*** RECORDS SHOWN ***

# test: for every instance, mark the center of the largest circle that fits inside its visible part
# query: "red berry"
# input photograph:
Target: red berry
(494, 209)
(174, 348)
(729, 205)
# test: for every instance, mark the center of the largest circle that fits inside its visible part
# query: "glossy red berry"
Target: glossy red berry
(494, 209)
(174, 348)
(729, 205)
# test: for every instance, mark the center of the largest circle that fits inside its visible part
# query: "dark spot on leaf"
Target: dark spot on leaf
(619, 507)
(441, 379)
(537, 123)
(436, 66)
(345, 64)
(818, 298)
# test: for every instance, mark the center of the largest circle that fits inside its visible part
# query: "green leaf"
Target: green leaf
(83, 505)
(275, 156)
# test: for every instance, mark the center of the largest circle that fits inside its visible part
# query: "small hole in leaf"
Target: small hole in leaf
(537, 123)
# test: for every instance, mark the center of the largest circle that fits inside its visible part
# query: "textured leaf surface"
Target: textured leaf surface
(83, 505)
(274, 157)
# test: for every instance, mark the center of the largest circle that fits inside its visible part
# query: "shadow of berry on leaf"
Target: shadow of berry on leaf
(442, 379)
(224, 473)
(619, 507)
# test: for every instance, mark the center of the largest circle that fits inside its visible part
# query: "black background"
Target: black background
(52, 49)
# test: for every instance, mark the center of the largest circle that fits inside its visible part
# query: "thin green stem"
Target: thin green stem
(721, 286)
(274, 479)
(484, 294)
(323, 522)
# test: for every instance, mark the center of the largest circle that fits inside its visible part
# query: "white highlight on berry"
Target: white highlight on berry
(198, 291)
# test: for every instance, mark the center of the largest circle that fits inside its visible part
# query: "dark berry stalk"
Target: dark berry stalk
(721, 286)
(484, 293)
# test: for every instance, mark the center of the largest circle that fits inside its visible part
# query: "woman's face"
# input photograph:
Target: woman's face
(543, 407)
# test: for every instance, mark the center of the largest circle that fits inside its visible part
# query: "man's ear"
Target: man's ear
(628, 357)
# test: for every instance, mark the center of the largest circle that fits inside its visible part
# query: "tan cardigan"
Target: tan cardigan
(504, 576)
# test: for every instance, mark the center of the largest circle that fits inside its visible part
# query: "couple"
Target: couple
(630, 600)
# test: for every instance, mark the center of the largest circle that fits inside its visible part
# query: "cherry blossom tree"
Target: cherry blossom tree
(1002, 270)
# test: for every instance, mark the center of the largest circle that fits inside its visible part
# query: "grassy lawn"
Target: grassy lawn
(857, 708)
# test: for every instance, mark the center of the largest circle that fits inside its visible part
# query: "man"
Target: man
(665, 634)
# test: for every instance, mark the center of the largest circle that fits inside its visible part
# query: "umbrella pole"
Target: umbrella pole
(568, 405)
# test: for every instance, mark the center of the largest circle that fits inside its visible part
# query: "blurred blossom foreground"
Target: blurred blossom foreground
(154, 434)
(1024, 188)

***

Output all of the records, keeping every word exact.

# test: for every instance, mark the center of the largest circle that fits inside its visible part
# query: "red berry"
# input photograph:
Target: red berry
(494, 209)
(174, 348)
(729, 205)
# test: for every instance, mark the center of the largest circle that fits inside its visible part
# query: "glossy red berry"
Target: glossy red berry
(494, 209)
(174, 348)
(729, 205)
# test: for every instance, mark the center of the largest circle that fits inside its visible part
# query: "dark spot on leaf"
Target: dark spot on leaf
(619, 507)
(441, 379)
(537, 123)
(436, 66)
(345, 64)
(818, 298)
# test: for every instance, mark the center of the largest circle that fits inside its visible part
# query: "green leaf"
Target: green leaf
(83, 505)
(275, 156)
# test: for every instance, mark the center of the largest circle that fits inside its visible part
# query: "small hole in leaf"
Target: small hole in leaf
(537, 123)
# test: for every instance, mark the center of the largest circle that fits inside its visible part
# query: "textured leaf surface"
Target: textured leaf surface
(83, 505)
(274, 157)
# test: for every instance, mark the center of the largest circle that fits inside its visible part
# query: "shadow of berry on leaf"
Target: shadow of berry on leaf
(442, 379)
(224, 473)
(619, 507)
# test: for every instance, mark the center of the largest circle that fits inside its visible part
# query: "black background"
Target: black background
(52, 49)
# test: for every instance, mark the center of the largest circle that fits inside its visible part
# query: "thin green stem"
Target: thin green stem
(721, 286)
(274, 479)
(484, 294)
(323, 522)
# test: for every instance, mark the center of the largest circle that fits inside its visible part
# query: "white highlight on berry"
Target: white highlight on berry
(198, 291)
# test: for every instance, mark the center of the largest circle that fits inside its visible part
# query: "dark berry stalk"
Target: dark berry stalk
(721, 286)
(484, 293)
# test: for every instance, mark the center of the largest circle that fits inside its visible part
# query: "woman's face"
# input photograph:
Target: woman's face
(543, 407)
# test: for every instance, mark the center of the largest circle that fits inside its visible part
# query: "man's ear"
Target: man's ear
(628, 357)
# test: for every instance, mark the center of the largest circle that fits inside its visible part
# query: "tan cardigan"
Target: tan cardigan
(504, 576)
# test: for every instance, mark the center of the largest circle that fits inside its visible part
# query: "couple"
Target: couple
(630, 600)
# test: for every instance, mark the center of the largest circle that fits inside its visible part
# query: "cherry blossom tree"
Target: cherry blossom tree
(1002, 270)
# test: for every instance, mark the center of the largest circle that fits inside its visible part
# query: "grassy lawn"
Target: grassy lawn
(857, 708)
# test: for every instance, mark the center of the largest circle that fits inside its visible part
# query: "man"
Target: man
(665, 634)
# test: for every instance, mark the center of the largest circle that fits inside its visible part
# query: "umbrella pole"
Target: umbrella pole
(568, 405)
# test: for every instance, mark the center of the largest circle that fits inside its visible part
# query: "blurred blossom foreground"
Target: blurred blossom foreground
(154, 434)
(1024, 188)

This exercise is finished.